• AIM OF THE EXERCISE:
In the reader comments on the market slump, how much did the Bank of England pump into the UK financial market?

We have overpopulation around the globe at a time of dwindling resources, i.e. land, water, food, fuel, minerals, oil etc.
Banks are worried about lending money to other Banks!! The games up.
John, kouvola, Finland
The FTSE 100 fell further towards the 5,000 mark today after the Bank of England pumped an additional £20 billion in funds into the UK financial market
Where does the Bank of England get the £20 billion from ??? the same place everyone else,s money came from ... thin air ...
http://tinyurl.com/27jppm
H E Torrance, London, England
Laura - its not like that though is it? The BOE (ie us!) are bailing out companies that lent too much by swapping treasury debt for their dodgy loans. It isnt simply a case of poor companies going to the wall -they are dragging down the rest of market and economy and taxpayers are picking up the tab
david, leeds, uk
After watching this latest financial fiasco, I have come to the conclusion that Government, Bank of England, Wall st, Bankers in general, Regulators and Captains of industry are nothing more than crooks in suits!
Dave Bridge, Southport, UK
Taylor Wimpey have fallen further . Now its there pension fund thats looking precarious with a 150% rise in its deficit reported by the FT, bring the deficit to £160m in the first 6 months. Its other company George Wimpey has a 45% increase in its pension deficit of £215m. Another £45m off Capital !
Damien Vaugh , Greenwich Millennium Village, UK
As the great man said - the tide has gone out, and there were a lot of people swimming in the nude.
Next stop - watch the eastern banks fail.
jeremy, hassocks, sussex
S.Greenhalgh Stafford - I am laughing into my trading screen at your comments. you clearly have never heard of the 'Rule of 45' - These bosses have lost millions of dollars personally as the majority of their bonuses are paid in company stock options, which are now worthless.........!!!
Stuart, London,
Speak up anyone in Yorkshire who was daft enough to borrow more than his house was worth and to finance his consumption with credit cards at 25%.
Silence.
Whereas down south where greed is good........
Tom, Huddersfield, UK
I agree with Laura Roberts in regards to individuals who unwisely bought property etc at inflated prices.
However, I cannot see how they can be held responsible for pension administrators, life assurance co's etc. who bought mortage bundles in place of Gilts.
Is anyone's pension safe at present ?
Peter Hooper, Windsor, UK
Sam-Glasgow, I completely agree, but the problem is that we already had that and it was disposed of to make money off debt and credit. It was the fractional gold reserve system (the 'Gold Standard').It was stable but stopped massive profits from massive lending so it was disposed of. Shame isn't it?
ted, london, uk
Where is all this heading, who can stop this or is it to late for all of us, has it started yet or is it just the begining. Now I am seriously worried for tomorrow
Lec Neli, London, UK
Laura Roberts: That is utter codswallop, their short term greed will force tens if not hundreds of thousands in the UK alone into unemployment. The move from the gold standard (Real Money) to fiat currencies (pretend money) created an unsustainable growth based on debt. We will all pay for it now.
Jay Tee, Oxford, UK
While there can be little sympathy for the pompous and greed driven traders and bank chiefs who brought us the present crisis we should not gloat over the thousands of bank employees who have lost their jobs as it is the ordinary middle class worker who sustains the economy, not the fat cats.

• STORED DATA:

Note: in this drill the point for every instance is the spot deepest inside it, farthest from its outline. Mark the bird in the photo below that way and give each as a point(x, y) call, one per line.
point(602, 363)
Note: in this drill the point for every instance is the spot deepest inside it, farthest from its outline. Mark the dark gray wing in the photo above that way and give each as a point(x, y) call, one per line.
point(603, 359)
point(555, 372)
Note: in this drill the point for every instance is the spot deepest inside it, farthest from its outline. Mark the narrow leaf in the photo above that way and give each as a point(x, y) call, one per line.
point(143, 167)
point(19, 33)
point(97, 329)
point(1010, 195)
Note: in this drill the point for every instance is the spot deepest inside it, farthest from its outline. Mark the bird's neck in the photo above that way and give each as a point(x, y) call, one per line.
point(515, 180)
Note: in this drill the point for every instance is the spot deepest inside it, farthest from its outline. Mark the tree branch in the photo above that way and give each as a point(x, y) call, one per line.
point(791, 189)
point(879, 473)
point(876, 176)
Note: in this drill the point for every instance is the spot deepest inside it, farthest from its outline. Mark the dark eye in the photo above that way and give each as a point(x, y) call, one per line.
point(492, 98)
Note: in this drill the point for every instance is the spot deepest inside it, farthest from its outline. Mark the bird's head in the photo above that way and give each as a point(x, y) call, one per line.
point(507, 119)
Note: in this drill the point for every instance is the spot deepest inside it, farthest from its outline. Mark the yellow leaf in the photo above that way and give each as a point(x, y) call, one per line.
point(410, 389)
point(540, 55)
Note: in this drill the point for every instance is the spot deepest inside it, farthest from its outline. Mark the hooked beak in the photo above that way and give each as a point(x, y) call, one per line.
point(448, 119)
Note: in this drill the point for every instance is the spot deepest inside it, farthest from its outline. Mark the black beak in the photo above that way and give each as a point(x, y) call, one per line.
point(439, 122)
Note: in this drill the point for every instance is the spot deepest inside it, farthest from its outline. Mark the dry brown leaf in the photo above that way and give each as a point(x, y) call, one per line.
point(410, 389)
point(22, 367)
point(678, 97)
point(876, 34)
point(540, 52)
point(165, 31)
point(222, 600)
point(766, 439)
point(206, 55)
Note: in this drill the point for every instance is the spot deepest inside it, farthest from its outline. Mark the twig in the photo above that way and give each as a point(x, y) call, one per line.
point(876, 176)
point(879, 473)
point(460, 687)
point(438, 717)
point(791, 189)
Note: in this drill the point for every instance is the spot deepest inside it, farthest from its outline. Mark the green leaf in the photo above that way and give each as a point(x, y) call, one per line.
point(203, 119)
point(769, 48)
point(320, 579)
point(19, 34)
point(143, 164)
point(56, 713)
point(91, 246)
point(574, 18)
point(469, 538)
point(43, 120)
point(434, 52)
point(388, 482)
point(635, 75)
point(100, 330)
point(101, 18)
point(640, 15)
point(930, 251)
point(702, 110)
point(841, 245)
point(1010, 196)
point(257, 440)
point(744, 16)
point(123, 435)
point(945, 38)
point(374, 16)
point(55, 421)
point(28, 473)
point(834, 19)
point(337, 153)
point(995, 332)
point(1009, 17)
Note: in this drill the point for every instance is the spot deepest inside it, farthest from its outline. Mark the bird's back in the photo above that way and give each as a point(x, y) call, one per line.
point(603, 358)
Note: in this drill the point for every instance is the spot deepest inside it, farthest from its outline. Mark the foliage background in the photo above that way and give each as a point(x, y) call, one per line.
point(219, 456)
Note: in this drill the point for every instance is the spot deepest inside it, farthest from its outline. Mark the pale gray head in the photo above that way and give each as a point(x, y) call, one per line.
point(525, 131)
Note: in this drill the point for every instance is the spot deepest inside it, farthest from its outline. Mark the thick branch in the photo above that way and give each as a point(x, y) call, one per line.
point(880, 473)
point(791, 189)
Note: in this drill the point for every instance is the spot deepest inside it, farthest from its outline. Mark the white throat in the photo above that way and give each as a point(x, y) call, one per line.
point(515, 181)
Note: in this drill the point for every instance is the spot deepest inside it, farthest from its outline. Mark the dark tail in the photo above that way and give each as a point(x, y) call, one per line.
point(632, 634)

• RESPONSE:
An additional £20 billion.